WHAT THE TASK REQUIRES: Format every line of the rows below as a Markdown table with two columns, Index and Line, numbering each line and omitting blank lines. Leave the pictures out of the table.

SOURCE DATA:
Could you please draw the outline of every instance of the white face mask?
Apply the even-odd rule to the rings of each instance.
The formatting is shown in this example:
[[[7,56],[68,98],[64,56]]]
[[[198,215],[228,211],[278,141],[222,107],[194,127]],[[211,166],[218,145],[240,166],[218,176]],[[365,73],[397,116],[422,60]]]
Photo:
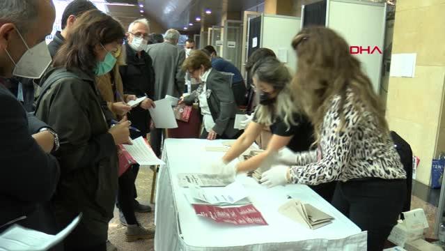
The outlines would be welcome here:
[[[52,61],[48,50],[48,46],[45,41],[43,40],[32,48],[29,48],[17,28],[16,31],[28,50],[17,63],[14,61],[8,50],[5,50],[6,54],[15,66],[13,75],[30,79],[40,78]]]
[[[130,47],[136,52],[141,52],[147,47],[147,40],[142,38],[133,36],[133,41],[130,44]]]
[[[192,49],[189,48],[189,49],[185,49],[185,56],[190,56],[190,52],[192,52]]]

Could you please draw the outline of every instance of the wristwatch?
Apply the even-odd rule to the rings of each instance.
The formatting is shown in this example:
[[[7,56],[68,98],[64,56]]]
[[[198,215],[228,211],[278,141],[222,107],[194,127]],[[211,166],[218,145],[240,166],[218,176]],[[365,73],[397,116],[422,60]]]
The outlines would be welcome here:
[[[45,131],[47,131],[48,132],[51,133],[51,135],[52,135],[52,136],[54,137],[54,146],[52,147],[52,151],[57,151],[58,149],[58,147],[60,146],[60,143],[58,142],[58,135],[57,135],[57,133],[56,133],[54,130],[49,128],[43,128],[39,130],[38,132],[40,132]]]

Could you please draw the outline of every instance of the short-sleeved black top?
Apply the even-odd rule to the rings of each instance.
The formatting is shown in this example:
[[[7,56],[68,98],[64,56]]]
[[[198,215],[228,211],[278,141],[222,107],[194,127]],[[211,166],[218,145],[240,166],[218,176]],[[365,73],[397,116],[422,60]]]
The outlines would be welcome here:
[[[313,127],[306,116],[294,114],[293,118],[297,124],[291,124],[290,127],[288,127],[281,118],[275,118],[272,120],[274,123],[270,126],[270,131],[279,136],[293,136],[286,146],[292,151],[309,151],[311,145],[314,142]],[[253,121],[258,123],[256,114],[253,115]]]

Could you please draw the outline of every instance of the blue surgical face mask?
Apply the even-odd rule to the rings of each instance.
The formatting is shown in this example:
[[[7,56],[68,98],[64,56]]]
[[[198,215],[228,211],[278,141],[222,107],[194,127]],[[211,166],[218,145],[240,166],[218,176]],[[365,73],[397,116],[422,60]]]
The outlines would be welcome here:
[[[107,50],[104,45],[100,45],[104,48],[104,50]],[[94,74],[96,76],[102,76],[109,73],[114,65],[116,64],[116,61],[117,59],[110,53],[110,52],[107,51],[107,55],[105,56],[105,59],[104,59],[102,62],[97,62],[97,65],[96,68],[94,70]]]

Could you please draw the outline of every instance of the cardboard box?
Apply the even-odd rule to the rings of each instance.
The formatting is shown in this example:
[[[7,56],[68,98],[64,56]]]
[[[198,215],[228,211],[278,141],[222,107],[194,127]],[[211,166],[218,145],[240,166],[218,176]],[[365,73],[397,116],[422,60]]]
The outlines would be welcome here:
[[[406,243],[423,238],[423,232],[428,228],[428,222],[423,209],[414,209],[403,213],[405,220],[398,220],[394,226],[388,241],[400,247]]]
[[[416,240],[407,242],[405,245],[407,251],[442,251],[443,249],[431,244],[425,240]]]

WRITTEN ANSWER:
| Index | Line |
|---|---|
| 1 | Could you please draw the outline of every instance of the white face mask? |
| 2 | Apply the even-odd rule to the rings of each instance. |
| 3 | The formatting is shown in this example: |
| 4 | [[[7,56],[68,98],[64,56]]] |
| 5 | [[[198,215],[228,211],[278,141],[222,107],[194,127]],[[211,166],[218,145],[240,166],[218,176]],[[365,73],[397,116],[422,60]]] |
| 6 | Photo: |
| 7 | The outlines would be welcome here: |
| 8 | [[[52,61],[48,50],[48,46],[45,41],[43,40],[32,48],[29,48],[17,28],[16,31],[28,50],[17,63],[14,61],[8,50],[5,50],[6,54],[15,66],[13,75],[30,79],[40,78]]] |
| 9 | [[[130,47],[136,52],[141,52],[147,47],[147,40],[142,38],[133,36],[133,41],[130,44]]] |
| 10 | [[[192,49],[189,48],[189,49],[185,49],[185,56],[190,56],[190,52],[192,52]]] |
| 11 | Could you please draw the outline of every instance of the wristwatch? |
| 12 | Apply the even-odd rule to the rings of each instance. |
| 13 | The formatting is shown in this example: |
| 14 | [[[7,56],[68,98],[64,56]]] |
| 15 | [[[198,215],[228,211],[278,141],[222,107],[194,127]],[[211,166],[218,145],[240,166],[218,176]],[[365,73],[397,116],[422,60]]] |
| 16 | The outlines would be welcome here: |
| 17 | [[[45,131],[47,131],[48,132],[51,133],[51,135],[52,135],[52,136],[54,137],[54,146],[52,147],[52,151],[57,151],[58,149],[58,147],[60,146],[60,143],[58,142],[58,135],[57,135],[57,133],[56,133],[54,130],[49,128],[43,128],[39,130],[38,132],[40,132]]] |
| 18 | Could you please draw the outline of every instance of the short-sleeved black top? |
| 19 | Apply the even-odd rule to the rings of each instance. |
| 20 | The formatting is shown in this example: |
| 21 | [[[7,56],[68,98],[64,56]]] |
| 22 | [[[198,215],[228,211],[278,141],[222,107],[194,127]],[[211,166],[218,145],[240,166],[218,176]],[[365,73],[397,116],[422,60]]] |
| 23 | The outlines would be welcome here: |
| 24 | [[[313,127],[306,116],[294,114],[293,118],[297,124],[291,124],[290,127],[288,127],[281,118],[275,118],[272,120],[274,123],[270,126],[270,131],[279,136],[293,136],[286,146],[292,151],[309,151],[311,145],[314,142]],[[253,121],[258,123],[256,114],[253,115]]] |
| 25 | Could you please draw the outline of every instance of the blue surgical face mask? |
| 26 | Apply the even-odd rule to the rings of each instance. |
| 27 | The formatting is shown in this example: |
| 28 | [[[7,56],[68,98],[64,56]]] |
| 29 | [[[198,215],[228,211],[278,141],[222,107],[194,127]],[[211,166],[218,145],[240,166],[218,176]],[[365,73],[397,116],[422,60]]] |
| 30 | The outlines would be welcome here: |
| 31 | [[[107,50],[104,45],[100,45],[104,48],[104,50]],[[94,74],[96,76],[102,76],[109,73],[114,65],[116,64],[116,61],[117,59],[110,53],[110,52],[107,51],[107,55],[105,56],[105,59],[104,59],[102,62],[97,62],[97,65],[96,68],[94,70]]] |
| 32 | Could you please draw the outline of every instance of the cardboard box? |
| 33 | Apply the even-odd rule to the rings of each instance. |
| 34 | The formatting is shown in this example: |
| 35 | [[[7,56],[68,98],[64,56]]] |
| 36 | [[[198,215],[228,211],[278,141],[222,107],[194,127]],[[211,166],[218,145],[240,166],[218,176]],[[365,73],[397,116],[422,60]]] |
| 37 | The outlines would be welcome here: |
| 38 | [[[406,243],[423,238],[423,232],[428,228],[428,222],[423,209],[414,209],[403,213],[405,220],[398,220],[394,226],[388,241],[400,247]]] |
| 39 | [[[416,240],[407,242],[405,245],[407,251],[442,251],[443,249],[431,244],[425,240]]] |